Task instructions: Only the lines from the one containing "Task: given whichever" through the end of the data below should be copied, each exactly as written and with both ends kept.

Extracted records:
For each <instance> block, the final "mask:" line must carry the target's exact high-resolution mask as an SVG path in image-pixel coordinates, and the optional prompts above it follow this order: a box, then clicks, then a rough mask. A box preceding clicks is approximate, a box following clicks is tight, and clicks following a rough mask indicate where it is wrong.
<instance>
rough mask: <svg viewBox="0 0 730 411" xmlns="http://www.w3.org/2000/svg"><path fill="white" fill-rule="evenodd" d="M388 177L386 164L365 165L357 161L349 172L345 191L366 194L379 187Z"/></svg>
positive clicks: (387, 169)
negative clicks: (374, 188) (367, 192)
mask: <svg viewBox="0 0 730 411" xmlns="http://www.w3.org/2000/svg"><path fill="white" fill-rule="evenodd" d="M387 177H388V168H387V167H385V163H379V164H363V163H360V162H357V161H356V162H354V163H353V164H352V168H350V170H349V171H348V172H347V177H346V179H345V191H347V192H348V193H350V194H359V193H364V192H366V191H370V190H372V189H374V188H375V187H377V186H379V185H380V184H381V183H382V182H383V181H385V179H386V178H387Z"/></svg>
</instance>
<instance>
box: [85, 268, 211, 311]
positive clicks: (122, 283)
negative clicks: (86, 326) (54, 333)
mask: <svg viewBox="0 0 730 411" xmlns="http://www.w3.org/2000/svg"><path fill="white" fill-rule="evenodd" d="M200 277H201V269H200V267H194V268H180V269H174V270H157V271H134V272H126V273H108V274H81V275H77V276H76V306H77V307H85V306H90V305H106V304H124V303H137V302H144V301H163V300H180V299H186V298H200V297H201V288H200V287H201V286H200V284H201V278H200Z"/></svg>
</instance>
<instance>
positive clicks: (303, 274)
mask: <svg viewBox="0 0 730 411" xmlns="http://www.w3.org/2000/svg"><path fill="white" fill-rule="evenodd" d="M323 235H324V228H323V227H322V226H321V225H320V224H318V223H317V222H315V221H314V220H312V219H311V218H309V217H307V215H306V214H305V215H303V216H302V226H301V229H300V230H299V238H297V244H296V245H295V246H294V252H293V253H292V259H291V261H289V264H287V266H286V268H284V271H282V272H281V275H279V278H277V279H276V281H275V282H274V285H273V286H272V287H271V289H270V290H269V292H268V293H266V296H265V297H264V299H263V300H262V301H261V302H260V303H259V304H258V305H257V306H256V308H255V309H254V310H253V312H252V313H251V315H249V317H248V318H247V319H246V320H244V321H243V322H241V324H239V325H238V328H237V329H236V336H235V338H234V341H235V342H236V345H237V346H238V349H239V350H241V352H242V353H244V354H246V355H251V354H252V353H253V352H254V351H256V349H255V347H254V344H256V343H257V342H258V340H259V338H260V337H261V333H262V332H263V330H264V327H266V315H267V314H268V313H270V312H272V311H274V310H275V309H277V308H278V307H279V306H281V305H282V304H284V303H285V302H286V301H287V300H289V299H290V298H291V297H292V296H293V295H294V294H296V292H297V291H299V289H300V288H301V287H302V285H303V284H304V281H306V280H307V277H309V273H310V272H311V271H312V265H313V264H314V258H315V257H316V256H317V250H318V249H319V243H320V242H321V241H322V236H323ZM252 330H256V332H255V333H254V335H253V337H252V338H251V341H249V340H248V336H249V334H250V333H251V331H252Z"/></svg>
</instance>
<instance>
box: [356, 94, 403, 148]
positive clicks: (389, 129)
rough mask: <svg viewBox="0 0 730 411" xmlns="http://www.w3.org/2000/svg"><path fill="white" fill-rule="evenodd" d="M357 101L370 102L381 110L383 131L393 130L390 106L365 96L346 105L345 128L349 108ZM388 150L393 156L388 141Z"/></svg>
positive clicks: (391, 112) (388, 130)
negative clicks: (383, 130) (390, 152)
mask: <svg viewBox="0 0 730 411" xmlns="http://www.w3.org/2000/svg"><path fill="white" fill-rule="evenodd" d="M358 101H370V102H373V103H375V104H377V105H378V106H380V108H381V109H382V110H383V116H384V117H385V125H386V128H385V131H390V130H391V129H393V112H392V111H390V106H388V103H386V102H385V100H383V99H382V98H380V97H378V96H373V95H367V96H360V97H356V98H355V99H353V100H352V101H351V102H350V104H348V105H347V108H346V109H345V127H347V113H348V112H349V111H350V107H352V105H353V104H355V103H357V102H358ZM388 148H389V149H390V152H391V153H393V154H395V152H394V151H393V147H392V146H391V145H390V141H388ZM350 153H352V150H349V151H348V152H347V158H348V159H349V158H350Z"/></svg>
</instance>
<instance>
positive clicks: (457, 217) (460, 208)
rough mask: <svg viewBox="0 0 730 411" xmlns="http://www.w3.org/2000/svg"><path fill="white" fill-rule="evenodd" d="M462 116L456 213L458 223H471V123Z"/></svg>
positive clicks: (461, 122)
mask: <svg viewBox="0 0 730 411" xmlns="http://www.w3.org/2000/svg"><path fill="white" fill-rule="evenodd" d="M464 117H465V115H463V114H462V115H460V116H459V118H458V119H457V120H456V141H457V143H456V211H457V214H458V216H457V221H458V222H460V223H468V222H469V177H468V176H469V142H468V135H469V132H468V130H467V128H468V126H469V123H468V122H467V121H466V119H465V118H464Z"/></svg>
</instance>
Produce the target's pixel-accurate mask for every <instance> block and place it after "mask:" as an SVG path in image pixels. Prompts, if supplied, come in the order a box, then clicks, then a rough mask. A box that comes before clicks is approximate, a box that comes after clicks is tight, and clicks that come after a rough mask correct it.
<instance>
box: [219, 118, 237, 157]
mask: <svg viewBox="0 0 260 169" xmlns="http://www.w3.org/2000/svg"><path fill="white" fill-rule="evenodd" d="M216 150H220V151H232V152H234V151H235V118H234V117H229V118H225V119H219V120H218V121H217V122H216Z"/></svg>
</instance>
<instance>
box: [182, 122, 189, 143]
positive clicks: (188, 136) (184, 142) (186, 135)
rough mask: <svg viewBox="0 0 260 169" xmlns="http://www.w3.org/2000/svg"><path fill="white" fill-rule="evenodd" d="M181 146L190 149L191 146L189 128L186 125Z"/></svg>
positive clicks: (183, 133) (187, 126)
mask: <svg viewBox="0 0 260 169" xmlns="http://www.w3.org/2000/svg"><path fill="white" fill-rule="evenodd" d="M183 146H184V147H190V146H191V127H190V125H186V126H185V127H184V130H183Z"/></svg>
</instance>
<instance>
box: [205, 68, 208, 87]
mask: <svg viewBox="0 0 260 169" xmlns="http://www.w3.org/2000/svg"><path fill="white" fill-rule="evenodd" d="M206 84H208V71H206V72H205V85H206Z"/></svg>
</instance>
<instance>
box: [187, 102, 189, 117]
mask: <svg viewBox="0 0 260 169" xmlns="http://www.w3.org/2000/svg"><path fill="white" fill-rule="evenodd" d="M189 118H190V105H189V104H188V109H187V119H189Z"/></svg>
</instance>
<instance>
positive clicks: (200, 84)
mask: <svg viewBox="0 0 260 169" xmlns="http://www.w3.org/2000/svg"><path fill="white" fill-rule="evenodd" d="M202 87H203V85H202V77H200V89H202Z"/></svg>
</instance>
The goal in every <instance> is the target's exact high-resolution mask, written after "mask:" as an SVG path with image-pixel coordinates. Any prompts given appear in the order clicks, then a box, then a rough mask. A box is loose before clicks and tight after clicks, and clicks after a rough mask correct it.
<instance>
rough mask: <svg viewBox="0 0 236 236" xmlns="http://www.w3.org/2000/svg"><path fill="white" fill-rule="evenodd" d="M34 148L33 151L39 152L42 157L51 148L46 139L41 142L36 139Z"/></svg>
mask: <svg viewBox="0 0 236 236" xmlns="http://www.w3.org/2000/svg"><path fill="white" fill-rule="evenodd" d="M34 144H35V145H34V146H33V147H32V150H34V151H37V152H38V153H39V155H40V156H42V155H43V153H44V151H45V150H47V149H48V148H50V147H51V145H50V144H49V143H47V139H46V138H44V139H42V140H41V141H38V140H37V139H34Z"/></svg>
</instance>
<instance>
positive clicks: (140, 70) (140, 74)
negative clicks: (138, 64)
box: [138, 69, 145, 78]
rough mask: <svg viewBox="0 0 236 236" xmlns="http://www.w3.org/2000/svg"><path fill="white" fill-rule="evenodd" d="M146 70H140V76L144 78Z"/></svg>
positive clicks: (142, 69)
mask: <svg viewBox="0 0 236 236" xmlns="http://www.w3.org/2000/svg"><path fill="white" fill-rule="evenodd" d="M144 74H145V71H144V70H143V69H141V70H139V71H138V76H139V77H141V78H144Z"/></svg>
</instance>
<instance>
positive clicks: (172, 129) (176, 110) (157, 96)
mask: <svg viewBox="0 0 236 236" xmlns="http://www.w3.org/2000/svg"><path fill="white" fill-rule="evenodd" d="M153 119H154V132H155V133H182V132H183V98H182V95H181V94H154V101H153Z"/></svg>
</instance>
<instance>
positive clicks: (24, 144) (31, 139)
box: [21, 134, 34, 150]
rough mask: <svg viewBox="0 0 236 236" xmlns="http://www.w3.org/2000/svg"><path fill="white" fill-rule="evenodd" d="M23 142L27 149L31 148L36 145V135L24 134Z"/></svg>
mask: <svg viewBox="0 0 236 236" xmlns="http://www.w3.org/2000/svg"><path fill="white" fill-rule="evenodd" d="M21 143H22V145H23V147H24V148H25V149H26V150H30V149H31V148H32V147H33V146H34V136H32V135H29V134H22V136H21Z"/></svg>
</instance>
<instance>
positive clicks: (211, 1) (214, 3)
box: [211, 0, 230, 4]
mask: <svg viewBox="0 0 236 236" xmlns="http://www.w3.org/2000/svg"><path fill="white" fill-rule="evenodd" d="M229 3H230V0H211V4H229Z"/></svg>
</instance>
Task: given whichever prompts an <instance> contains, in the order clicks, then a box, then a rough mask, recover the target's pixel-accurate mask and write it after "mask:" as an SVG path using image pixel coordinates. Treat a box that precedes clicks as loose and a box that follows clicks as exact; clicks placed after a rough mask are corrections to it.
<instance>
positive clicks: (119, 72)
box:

Result for this exercise:
Task: given whichever prompts an <instance> contains, in the order clicks, then a box, then a rough mask, recover the target's pixel-accurate mask and write it after "mask:" as an SVG path using image pixel coordinates. Treat a box that precedes clicks as loose and a box that follows clicks as exact; clicks placed after a rough mask are corrections to it.
<instance>
positive clicks: (119, 72)
box:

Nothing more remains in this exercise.